:: Given data
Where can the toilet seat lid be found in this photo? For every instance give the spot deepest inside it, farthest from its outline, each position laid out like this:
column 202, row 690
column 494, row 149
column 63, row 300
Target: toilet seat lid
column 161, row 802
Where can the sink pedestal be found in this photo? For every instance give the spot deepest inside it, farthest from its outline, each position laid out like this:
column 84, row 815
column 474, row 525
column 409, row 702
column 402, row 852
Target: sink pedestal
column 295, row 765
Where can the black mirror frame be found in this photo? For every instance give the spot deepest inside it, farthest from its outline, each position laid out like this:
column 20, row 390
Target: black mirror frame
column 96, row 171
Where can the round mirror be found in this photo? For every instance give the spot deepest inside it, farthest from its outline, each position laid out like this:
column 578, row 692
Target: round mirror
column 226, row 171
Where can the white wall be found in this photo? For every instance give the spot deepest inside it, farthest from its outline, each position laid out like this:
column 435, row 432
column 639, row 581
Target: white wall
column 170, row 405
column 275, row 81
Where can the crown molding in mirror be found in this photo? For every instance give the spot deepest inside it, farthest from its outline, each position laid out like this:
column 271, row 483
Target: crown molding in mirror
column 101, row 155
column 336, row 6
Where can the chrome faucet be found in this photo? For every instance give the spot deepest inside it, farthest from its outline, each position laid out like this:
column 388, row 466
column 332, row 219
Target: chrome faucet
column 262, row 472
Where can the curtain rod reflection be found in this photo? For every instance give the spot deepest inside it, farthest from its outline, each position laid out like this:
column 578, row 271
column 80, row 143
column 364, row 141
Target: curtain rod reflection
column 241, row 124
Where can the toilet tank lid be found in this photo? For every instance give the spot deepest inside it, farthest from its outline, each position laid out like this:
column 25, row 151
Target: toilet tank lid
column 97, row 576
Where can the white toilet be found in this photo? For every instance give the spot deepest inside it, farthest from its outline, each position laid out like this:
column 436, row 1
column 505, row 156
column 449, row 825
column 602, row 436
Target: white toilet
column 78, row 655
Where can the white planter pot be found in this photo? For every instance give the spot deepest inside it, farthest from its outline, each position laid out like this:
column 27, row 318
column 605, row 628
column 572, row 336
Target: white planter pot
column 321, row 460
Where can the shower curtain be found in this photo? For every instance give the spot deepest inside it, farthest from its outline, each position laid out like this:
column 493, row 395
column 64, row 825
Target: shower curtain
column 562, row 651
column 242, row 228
::::
Given instruction: Print all of the items above again, reproducing each line character for character with no changes.

Finished exercise:
Where can the toilet seat lid be found in this photo? For every instance give the spot deepest inside it, farthest from its outline, each position laid out like this:
column 202, row 690
column 494, row 149
column 63, row 300
Target: toilet seat lid
column 161, row 802
Where can the sink pedestal be found in this photo? For every instance give the spot deepest inside it, farthest from its outline, each position laid out like this:
column 84, row 815
column 474, row 525
column 409, row 702
column 402, row 852
Target: sink pedestal
column 295, row 765
Where can the black mirror frame be found in this photo? For every instance give the spot deepest inside it, farthest from its outline, each position laid out like this:
column 20, row 390
Target: black mirror frame
column 96, row 171
Where can the round mirror be found in this photo? For every instance give the spot deepest inside it, farthest from its outline, each position laid out like this:
column 578, row 692
Target: round mirror
column 226, row 171
Where can the white wall be found in this photo? For every instance give the spot deepest inside it, farthest from its outline, each position laid out like this:
column 435, row 432
column 639, row 581
Target: white wall
column 170, row 405
column 275, row 81
Where can the crown molding in mirror be found in this photo? For every instance give the spot deepest inside it, farthest from its outline, each position laid out like this:
column 271, row 483
Target: crown molding in mirror
column 101, row 155
column 336, row 6
Where can the chrome faucet be found in this photo? For every instance give the spot deepest inside it, farthest from its outline, each position laid out like this:
column 388, row 466
column 332, row 219
Target: chrome faucet
column 262, row 472
Where can the curtain rod reflection be found in this photo? For every instance give the spot deepest inside it, farthest from its outline, each position laid out like this:
column 578, row 271
column 80, row 143
column 364, row 141
Target: curtain rod reflection
column 241, row 124
Where can the toilet tank lid be found in this photo? For every instance give the spot deepest inside it, farthest from its outline, each position laid out like this:
column 25, row 151
Target: toilet tank lid
column 97, row 576
Where can the white toilet be found in this photo? For every instance give the spot deepest inside it, farthest from its outline, each position laid out like this:
column 436, row 1
column 505, row 156
column 449, row 825
column 602, row 436
Target: white toilet
column 78, row 655
Where can the white planter pot be found in this photo? For every instance give the spot deepest inside it, farthest from its outline, each position laid out like this:
column 27, row 318
column 605, row 628
column 572, row 336
Target: white planter pot
column 321, row 460
Where can the shower curtain be found in this photo? For every instance give the spot deepest inside it, farthest from its outline, each position laid out like this:
column 493, row 395
column 64, row 825
Target: shower curtain
column 562, row 651
column 242, row 228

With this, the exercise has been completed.